> _記事_
/---
ひょっとすると、こういう聖書箇所から、キリスト教系の異端と呼ばれるグループは財産を全部献金するようにと教えるのかもしれません。私たちの心が、家族のことや、自分のいのちのことに一番に心が向かうのと同様に、財産が大事になってしまうことも、また起こり得ることです。私たちの主は、すべてを支配しておられるお方ですから、お金が欲しいお方ではありません。しかし、神のことよりも、お金のことが大事だとなってしまうのだとすると、優先順位はお金が一番ということになってしまうわけです。
もちろん、私たちは収入の中から神様にそれぞれ決めた額を献金という形で捧げ物をします。「十分の一献金」と言ったりします。これは、私たちの心が神様を第一に優先しているかどうかを表すものとして、主が旧約聖書の時からお定めになったものです。イスラエルの民の中には、土地や家畜を持たないで、神殿や幕屋に仕える「レビ人」がおりました。このレビ人たちの他にも、寄留者と呼ばれる旅人や、土地や家畜を持てなくなったしまった貧しい人々がいます。これらの人々を支えることを目的として、十分の一の捧げ物が教えられました。
実は、今わたしは神学塾で、羽島教会の奥田先生が教えている「申命記の聖書研究」を受講しています。神学生たちに混ざって、一緒に講義を受けています。先日は申命記26章を学びました。ここは、いろいろな細かな規定、細則が語られているところですが、その中に捧げ物のことが書かれていまして、この26章で語られている十分の一の戒めの規定の意味は「イスラエルの福祉政策」だと説明されていました。
まさに、神様は隣人、弱い立場の人々を愛して支えるために捧げ物の必要性を教えられていたわけです。神の心の優先順位の一番は、私たちのことを愛することです。主は常に私たちのことを愛し、私たちのことを考え、私たちがよりよく生きることを願っておられます。そして、この主は、私たちにも、同じように主を愛すること、家族よりも、自分のことよりも、お金のことよりも、神を第一とすることを期待しておられるのです。そして、この神の愛は、私たちの負担、重荷とはならないのです。恩に着せようというのではないのです。主の愛の性質から、滲み出てくる愛が、私たちを包み込んでくれるのです。
かつて、ドイツにマルチン・ニーメラーという牧師がおりました。ナチス・ドイツの時代にヒトラーの迫害の中で抵抗した牧師です。当時のヒトラーは、連戦連勝を国にもたらし、人々はヒトラーを神のように崇めるようになります。そして、まるでヒトラーも自分がすべての権力を握る神であるかのように振舞いました。そして、当時のカトリック教会も、プロテスタントの教会も、このヒトラーの政治の下に仕えるようにされていきました。けれども、それに従わない牧師たちもいます。ニーメラー牧師はそのヒトラーに従わない反対運動の代表者となります。しかし、ヒトラーは自分に従わない牧師たちを次々捕えていきます。ニーメラー牧師は、そのために8年間投獄されます。まさに、信仰のために、神を第一としたために家族などのすべてを奪われてしまいました。それでも、神を第一とし続けていく真実の姿を人々に示したのでした。
\---
(データセットの項目)
/---
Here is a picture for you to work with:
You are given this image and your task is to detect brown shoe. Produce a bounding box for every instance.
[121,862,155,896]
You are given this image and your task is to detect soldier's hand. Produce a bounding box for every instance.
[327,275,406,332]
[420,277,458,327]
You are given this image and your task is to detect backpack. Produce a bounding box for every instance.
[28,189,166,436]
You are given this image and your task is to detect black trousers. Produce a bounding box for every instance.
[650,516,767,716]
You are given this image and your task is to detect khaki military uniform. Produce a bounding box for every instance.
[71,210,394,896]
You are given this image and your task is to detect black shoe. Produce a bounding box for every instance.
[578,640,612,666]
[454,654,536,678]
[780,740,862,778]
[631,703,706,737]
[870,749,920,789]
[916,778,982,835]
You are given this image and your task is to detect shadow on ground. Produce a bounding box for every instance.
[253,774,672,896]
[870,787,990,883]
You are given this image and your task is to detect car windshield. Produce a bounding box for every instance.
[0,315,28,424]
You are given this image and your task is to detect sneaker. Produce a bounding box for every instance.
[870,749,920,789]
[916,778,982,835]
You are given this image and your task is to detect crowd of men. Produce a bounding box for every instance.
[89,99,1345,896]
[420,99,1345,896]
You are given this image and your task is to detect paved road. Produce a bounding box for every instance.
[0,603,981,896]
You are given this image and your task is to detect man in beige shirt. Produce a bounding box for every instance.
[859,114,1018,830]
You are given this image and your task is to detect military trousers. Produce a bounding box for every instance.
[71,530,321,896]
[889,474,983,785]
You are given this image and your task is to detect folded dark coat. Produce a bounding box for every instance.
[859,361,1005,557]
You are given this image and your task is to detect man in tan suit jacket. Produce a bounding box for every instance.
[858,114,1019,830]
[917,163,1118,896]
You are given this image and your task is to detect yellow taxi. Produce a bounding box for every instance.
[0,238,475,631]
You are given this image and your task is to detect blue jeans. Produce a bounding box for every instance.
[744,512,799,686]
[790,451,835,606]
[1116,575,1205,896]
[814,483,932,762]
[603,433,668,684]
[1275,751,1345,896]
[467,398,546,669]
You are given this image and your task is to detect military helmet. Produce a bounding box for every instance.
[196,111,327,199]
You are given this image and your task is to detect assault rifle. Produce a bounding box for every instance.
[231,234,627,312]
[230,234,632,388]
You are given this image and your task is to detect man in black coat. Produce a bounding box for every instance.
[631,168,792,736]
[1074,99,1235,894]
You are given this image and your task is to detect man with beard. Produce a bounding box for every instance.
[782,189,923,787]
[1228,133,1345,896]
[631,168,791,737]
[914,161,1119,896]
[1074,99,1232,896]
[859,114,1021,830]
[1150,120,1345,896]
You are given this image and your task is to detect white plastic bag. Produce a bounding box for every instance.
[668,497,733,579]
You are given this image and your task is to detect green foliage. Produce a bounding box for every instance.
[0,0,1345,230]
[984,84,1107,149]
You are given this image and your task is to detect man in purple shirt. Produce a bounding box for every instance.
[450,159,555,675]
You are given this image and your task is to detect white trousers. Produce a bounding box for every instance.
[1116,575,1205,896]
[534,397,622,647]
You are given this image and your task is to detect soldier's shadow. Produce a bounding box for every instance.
\---
> _取り組む課題_
神を第一とすることを説いた記事の続きを、最後の文の次から書いてください。

> _記述解答_
8年後どうなったでしょう。ヒトラーは自ら命を断ち、ニーメラー牧師は釈放されることになったのです。主イエスを一番とするというのは、一時的には、とても厳しいことを耐え忍ばなければならないということがあるかもしれません。しかし、どれほどの恐怖が襲って来たとしても、それこそ、たとえ命を奪われることがあったとしても、主が私たちの味方でいてくださるならば、どんな厳しいところに在ったとしても、私たちは平安を持つことができるのです。
主イエスは全てに勝利されるお方です。たとえ、死を迎え、殺されてしまうことがあったとしても、一時的には負けのように見えたとしても、主イエスは勝利者であるという事実は動くことはないのです。
最後の34節と35節で、主イエスは「塩」の話をします。
「塩は良いものです。しかし、もし塩が塩気をなくしたら、何によってそれに味をつけるのでしょうか。土地にも肥やしにも役立たず、外に投げ捨てられます。聞く耳のある者は聞きなさい。」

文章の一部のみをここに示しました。